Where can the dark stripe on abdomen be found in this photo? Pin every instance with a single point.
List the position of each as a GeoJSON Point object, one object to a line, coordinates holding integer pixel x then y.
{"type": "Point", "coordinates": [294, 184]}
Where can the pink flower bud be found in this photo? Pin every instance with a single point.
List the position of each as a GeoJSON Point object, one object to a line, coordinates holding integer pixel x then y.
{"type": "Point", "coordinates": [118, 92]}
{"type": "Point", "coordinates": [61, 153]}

***

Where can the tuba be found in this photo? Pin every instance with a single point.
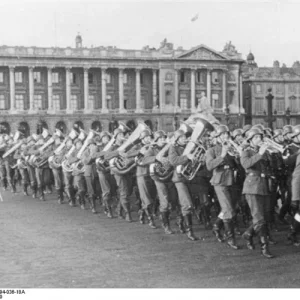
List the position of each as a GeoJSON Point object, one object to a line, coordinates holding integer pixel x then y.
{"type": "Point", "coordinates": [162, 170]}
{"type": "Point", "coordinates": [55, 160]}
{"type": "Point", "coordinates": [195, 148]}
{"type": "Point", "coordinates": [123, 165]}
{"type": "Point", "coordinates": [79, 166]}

***

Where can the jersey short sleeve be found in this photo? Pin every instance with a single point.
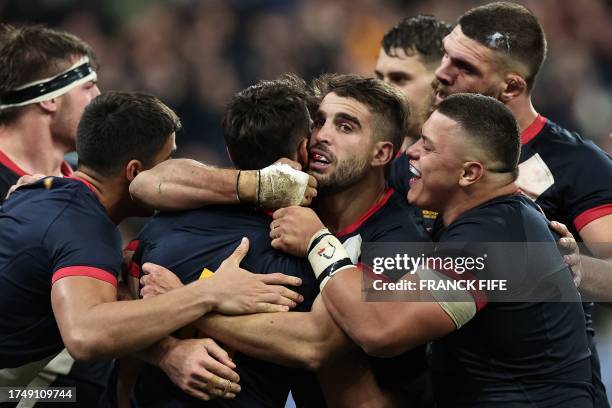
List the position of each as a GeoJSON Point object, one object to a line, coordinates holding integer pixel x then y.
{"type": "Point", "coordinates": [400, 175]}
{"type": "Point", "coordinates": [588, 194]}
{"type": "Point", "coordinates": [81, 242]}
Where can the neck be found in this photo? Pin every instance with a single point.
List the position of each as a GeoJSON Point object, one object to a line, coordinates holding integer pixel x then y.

***

[What this task involves]: For every line of the entries above that holds "photo", add one to a tally, and report only the final count.

[Reply to the exercise]: 5